Written exercise
Reproduce the records word for word from their first line through the line containing "top-left (482, 0), bottom-right (800, 382)", both included. Leave the pictures out of your answer.

Listed records

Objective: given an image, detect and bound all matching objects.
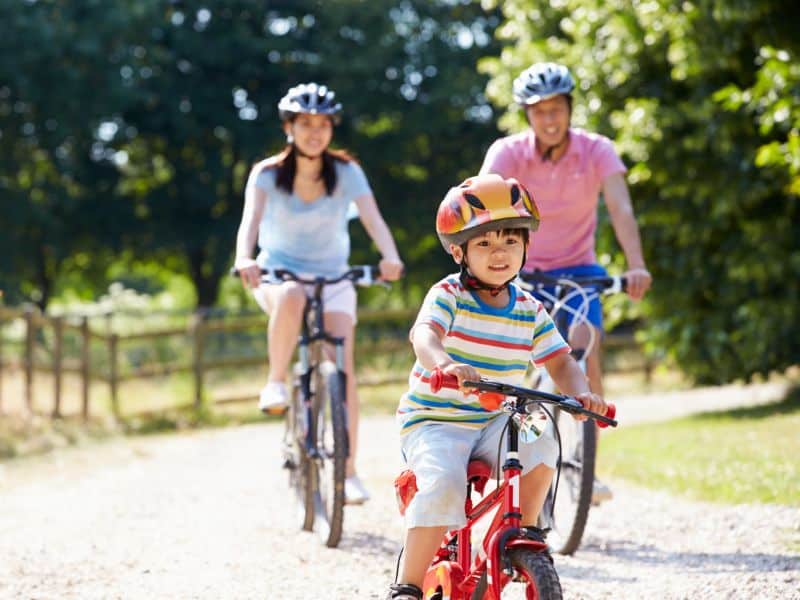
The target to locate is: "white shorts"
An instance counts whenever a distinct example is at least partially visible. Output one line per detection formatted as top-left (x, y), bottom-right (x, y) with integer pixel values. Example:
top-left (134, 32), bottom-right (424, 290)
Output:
top-left (401, 415), bottom-right (558, 529)
top-left (253, 280), bottom-right (357, 324)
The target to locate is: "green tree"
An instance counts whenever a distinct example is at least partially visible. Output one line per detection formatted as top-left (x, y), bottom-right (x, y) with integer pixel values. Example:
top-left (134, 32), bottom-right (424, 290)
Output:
top-left (111, 0), bottom-right (499, 305)
top-left (0, 0), bottom-right (131, 306)
top-left (482, 0), bottom-right (800, 382)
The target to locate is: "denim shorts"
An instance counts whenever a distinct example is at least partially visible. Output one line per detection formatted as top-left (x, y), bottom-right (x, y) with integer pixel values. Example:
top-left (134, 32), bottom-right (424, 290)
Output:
top-left (253, 280), bottom-right (357, 323)
top-left (401, 415), bottom-right (558, 529)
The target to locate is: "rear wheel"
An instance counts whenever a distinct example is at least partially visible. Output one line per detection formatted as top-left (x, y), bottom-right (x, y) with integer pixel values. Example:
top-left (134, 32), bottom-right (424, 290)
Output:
top-left (472, 548), bottom-right (562, 600)
top-left (539, 409), bottom-right (597, 554)
top-left (283, 373), bottom-right (314, 531)
top-left (313, 361), bottom-right (348, 548)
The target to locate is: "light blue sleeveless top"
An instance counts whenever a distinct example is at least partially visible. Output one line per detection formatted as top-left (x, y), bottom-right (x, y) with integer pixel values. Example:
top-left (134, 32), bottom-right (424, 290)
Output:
top-left (255, 161), bottom-right (372, 277)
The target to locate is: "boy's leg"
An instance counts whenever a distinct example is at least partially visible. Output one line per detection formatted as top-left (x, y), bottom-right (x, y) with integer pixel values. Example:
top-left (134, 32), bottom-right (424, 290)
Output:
top-left (520, 464), bottom-right (555, 527)
top-left (399, 527), bottom-right (447, 588)
top-left (398, 424), bottom-right (472, 588)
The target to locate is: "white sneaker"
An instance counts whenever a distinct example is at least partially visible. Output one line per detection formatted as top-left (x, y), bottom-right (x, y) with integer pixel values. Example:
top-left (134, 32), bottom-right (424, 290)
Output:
top-left (344, 475), bottom-right (369, 504)
top-left (258, 381), bottom-right (289, 413)
top-left (592, 477), bottom-right (614, 506)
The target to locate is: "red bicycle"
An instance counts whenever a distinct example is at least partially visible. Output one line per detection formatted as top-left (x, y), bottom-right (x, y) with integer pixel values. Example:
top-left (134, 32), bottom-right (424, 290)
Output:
top-left (395, 370), bottom-right (617, 600)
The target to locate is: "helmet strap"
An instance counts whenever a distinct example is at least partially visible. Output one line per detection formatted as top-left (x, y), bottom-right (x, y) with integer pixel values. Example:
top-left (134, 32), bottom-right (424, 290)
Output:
top-left (458, 242), bottom-right (528, 296)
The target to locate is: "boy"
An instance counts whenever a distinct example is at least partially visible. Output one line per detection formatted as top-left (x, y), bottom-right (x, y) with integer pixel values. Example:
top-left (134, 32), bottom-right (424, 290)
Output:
top-left (388, 174), bottom-right (606, 600)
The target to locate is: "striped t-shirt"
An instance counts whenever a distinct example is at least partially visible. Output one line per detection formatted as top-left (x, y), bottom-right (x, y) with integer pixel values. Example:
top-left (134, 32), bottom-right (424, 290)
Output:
top-left (397, 274), bottom-right (570, 434)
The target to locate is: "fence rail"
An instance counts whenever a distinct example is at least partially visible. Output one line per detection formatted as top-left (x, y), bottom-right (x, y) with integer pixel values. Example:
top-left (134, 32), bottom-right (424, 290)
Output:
top-left (0, 307), bottom-right (652, 420)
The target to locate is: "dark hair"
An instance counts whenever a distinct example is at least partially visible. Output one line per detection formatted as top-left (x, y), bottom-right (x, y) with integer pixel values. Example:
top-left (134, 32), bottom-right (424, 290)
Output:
top-left (275, 144), bottom-right (355, 196)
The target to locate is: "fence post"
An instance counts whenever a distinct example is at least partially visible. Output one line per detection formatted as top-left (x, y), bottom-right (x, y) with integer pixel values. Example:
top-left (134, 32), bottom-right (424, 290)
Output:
top-left (24, 306), bottom-right (36, 415)
top-left (191, 309), bottom-right (206, 409)
top-left (81, 315), bottom-right (90, 421)
top-left (0, 312), bottom-right (4, 417)
top-left (53, 315), bottom-right (64, 418)
top-left (108, 333), bottom-right (119, 419)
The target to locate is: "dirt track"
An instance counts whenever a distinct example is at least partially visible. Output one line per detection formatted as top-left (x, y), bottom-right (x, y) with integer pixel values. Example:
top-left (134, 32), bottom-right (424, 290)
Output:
top-left (0, 382), bottom-right (800, 599)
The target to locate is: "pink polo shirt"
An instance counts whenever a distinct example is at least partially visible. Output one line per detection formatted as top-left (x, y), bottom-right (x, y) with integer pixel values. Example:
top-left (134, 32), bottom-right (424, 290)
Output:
top-left (481, 128), bottom-right (627, 271)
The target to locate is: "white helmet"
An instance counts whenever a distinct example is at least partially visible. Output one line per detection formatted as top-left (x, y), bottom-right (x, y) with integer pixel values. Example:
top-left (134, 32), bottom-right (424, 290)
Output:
top-left (512, 62), bottom-right (575, 106)
top-left (278, 82), bottom-right (342, 123)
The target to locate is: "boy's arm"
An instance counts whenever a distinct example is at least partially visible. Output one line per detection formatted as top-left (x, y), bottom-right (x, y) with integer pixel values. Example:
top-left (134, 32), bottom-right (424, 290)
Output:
top-left (544, 354), bottom-right (606, 421)
top-left (411, 323), bottom-right (481, 385)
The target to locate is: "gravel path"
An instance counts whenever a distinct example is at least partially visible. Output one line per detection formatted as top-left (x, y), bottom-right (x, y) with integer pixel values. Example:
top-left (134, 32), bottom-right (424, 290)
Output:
top-left (0, 386), bottom-right (800, 600)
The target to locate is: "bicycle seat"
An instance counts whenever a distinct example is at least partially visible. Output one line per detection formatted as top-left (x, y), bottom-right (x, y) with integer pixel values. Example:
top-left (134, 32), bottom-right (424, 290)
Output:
top-left (467, 459), bottom-right (492, 494)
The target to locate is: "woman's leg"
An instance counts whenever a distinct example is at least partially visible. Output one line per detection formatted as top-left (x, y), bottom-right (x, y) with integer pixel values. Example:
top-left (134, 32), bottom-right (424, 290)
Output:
top-left (256, 281), bottom-right (306, 383)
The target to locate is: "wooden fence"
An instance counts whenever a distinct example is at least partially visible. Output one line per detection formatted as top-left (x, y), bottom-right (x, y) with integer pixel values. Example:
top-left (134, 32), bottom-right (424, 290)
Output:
top-left (0, 307), bottom-right (651, 420)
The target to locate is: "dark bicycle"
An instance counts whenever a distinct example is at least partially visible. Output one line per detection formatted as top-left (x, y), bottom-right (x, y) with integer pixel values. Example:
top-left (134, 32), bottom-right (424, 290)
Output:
top-left (239, 265), bottom-right (388, 548)
top-left (520, 271), bottom-right (627, 554)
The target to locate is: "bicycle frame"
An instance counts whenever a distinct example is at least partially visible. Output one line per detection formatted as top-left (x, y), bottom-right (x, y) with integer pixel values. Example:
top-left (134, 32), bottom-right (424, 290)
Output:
top-left (297, 277), bottom-right (350, 458)
top-left (412, 369), bottom-right (617, 600)
top-left (423, 418), bottom-right (547, 600)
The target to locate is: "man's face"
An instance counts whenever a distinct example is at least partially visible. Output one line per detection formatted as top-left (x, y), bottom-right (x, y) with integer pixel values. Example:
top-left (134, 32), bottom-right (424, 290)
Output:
top-left (525, 96), bottom-right (570, 147)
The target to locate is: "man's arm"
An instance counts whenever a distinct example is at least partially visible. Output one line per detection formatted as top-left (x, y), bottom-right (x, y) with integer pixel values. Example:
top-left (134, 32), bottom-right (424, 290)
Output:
top-left (603, 173), bottom-right (653, 300)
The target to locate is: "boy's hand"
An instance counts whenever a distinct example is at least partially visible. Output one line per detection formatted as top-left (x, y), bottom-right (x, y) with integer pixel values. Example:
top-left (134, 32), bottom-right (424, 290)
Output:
top-left (573, 392), bottom-right (608, 421)
top-left (439, 363), bottom-right (481, 394)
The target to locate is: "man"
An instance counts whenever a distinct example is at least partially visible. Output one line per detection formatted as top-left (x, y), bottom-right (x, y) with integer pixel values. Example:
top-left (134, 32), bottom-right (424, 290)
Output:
top-left (480, 62), bottom-right (652, 503)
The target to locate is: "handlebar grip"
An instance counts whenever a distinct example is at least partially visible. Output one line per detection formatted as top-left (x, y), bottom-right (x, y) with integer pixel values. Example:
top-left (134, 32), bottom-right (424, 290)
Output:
top-left (430, 367), bottom-right (458, 394)
top-left (595, 402), bottom-right (617, 429)
top-left (428, 367), bottom-right (505, 411)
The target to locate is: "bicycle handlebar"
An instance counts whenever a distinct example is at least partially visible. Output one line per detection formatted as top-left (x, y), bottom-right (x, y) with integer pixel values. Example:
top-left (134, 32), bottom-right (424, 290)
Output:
top-left (430, 369), bottom-right (617, 428)
top-left (230, 265), bottom-right (389, 287)
top-left (519, 269), bottom-right (628, 294)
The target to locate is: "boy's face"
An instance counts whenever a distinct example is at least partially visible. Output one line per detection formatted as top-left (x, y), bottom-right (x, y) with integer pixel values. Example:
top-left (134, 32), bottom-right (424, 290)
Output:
top-left (450, 231), bottom-right (525, 286)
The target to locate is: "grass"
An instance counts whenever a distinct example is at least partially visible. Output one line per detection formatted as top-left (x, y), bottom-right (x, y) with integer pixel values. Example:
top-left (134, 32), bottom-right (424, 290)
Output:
top-left (598, 387), bottom-right (800, 506)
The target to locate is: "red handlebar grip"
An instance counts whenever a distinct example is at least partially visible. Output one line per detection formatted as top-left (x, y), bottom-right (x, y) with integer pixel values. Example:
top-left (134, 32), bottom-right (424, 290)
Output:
top-left (595, 402), bottom-right (617, 429)
top-left (430, 368), bottom-right (458, 394)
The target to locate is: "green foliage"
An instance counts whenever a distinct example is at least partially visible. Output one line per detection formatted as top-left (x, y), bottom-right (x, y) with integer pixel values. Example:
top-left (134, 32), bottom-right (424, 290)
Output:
top-left (599, 389), bottom-right (800, 506)
top-left (0, 0), bottom-right (499, 306)
top-left (481, 0), bottom-right (800, 382)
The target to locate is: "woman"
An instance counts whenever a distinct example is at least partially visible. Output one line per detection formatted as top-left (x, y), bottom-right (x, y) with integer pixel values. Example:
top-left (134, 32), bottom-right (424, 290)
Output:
top-left (235, 83), bottom-right (403, 504)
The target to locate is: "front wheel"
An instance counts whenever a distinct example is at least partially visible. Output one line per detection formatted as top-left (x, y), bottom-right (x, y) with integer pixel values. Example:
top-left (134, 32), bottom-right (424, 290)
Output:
top-left (472, 548), bottom-right (562, 600)
top-left (313, 361), bottom-right (348, 548)
top-left (283, 368), bottom-right (314, 531)
top-left (539, 409), bottom-right (597, 554)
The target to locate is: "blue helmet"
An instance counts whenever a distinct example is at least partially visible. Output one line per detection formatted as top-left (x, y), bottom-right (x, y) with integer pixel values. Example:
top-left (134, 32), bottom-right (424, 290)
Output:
top-left (512, 62), bottom-right (575, 106)
top-left (278, 82), bottom-right (342, 123)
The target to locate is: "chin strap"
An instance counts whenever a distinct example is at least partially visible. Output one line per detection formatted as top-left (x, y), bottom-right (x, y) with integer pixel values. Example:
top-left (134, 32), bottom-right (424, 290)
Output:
top-left (458, 262), bottom-right (516, 296)
top-left (458, 243), bottom-right (528, 296)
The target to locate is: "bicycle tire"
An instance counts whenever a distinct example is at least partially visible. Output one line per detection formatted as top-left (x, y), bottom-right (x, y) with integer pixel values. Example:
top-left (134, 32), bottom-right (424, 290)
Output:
top-left (283, 369), bottom-right (314, 531)
top-left (313, 361), bottom-right (348, 548)
top-left (540, 410), bottom-right (597, 555)
top-left (472, 548), bottom-right (563, 600)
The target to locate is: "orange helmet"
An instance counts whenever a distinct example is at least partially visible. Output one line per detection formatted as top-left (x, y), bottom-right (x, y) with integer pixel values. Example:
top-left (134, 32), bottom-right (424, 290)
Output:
top-left (436, 174), bottom-right (539, 253)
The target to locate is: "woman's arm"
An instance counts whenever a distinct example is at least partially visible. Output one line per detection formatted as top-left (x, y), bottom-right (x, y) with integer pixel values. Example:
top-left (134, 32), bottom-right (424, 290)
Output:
top-left (234, 164), bottom-right (267, 288)
top-left (355, 194), bottom-right (403, 281)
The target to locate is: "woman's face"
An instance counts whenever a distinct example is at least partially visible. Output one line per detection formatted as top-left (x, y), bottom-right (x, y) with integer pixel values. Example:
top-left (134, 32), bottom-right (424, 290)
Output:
top-left (283, 114), bottom-right (333, 156)
top-left (525, 96), bottom-right (570, 146)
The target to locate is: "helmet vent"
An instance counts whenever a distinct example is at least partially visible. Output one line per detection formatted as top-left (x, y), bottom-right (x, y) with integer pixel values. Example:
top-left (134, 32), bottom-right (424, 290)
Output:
top-left (464, 192), bottom-right (486, 210)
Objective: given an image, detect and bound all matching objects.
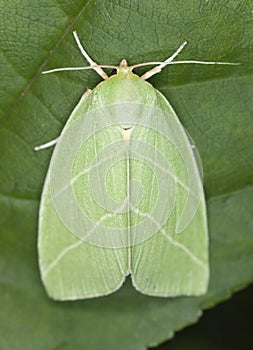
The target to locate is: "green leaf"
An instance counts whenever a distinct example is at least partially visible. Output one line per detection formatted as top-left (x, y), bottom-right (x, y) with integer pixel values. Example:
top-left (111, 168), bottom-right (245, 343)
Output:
top-left (0, 0), bottom-right (253, 350)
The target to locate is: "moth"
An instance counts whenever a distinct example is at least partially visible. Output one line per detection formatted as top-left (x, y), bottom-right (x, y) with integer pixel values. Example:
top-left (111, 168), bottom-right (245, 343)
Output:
top-left (35, 32), bottom-right (237, 300)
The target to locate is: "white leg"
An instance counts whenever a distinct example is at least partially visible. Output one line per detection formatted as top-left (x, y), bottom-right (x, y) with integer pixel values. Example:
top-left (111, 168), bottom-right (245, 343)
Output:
top-left (34, 137), bottom-right (59, 151)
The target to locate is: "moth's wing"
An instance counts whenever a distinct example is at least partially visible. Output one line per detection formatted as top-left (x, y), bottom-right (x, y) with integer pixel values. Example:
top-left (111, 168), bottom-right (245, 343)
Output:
top-left (38, 94), bottom-right (128, 300)
top-left (131, 105), bottom-right (209, 297)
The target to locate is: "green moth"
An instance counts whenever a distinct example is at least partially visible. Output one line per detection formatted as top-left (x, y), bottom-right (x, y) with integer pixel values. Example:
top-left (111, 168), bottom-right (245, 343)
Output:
top-left (35, 32), bottom-right (237, 300)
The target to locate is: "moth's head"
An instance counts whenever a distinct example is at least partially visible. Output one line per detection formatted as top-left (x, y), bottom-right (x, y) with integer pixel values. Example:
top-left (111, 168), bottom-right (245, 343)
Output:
top-left (117, 59), bottom-right (133, 75)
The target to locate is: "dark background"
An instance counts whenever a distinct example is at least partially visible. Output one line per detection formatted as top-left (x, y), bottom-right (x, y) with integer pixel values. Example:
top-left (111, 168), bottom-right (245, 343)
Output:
top-left (153, 285), bottom-right (253, 350)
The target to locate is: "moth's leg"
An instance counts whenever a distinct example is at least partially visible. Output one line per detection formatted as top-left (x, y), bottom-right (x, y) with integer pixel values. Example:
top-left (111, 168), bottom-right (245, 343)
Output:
top-left (141, 40), bottom-right (188, 80)
top-left (73, 32), bottom-right (108, 80)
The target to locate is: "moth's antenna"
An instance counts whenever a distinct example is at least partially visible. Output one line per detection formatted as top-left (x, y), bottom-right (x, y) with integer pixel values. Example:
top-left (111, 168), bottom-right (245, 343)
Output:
top-left (141, 40), bottom-right (188, 80)
top-left (134, 40), bottom-right (240, 80)
top-left (42, 32), bottom-right (111, 80)
top-left (73, 31), bottom-right (108, 80)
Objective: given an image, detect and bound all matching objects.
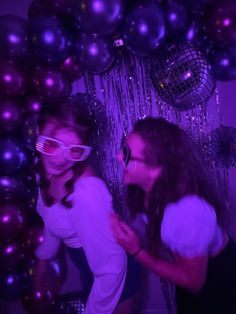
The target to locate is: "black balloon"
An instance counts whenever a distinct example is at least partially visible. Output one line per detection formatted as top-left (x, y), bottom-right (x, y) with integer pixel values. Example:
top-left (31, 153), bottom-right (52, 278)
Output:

Exercise solution
Objective: given an image, detect and bound all matching objects.
The target to locate is: "white shorts"
An instance counts whenever a distinct example is at least partially visible. Output one line per detection formatted as top-left (x, y), bottom-right (x, y) with integer pixel values. Example:
top-left (134, 32), bottom-right (424, 290)
Output:
top-left (401, 415), bottom-right (558, 529)
top-left (253, 280), bottom-right (357, 324)
The target to locate is: "green tree"
An instance counts whenever a distinct example is at least partially visible. Output one line per detection formatted as top-left (x, y), bottom-right (x, y) with integer pixel values. Example:
top-left (134, 32), bottom-right (424, 290)
Output:
top-left (111, 0), bottom-right (499, 305)
top-left (0, 0), bottom-right (131, 306)
top-left (482, 0), bottom-right (800, 382)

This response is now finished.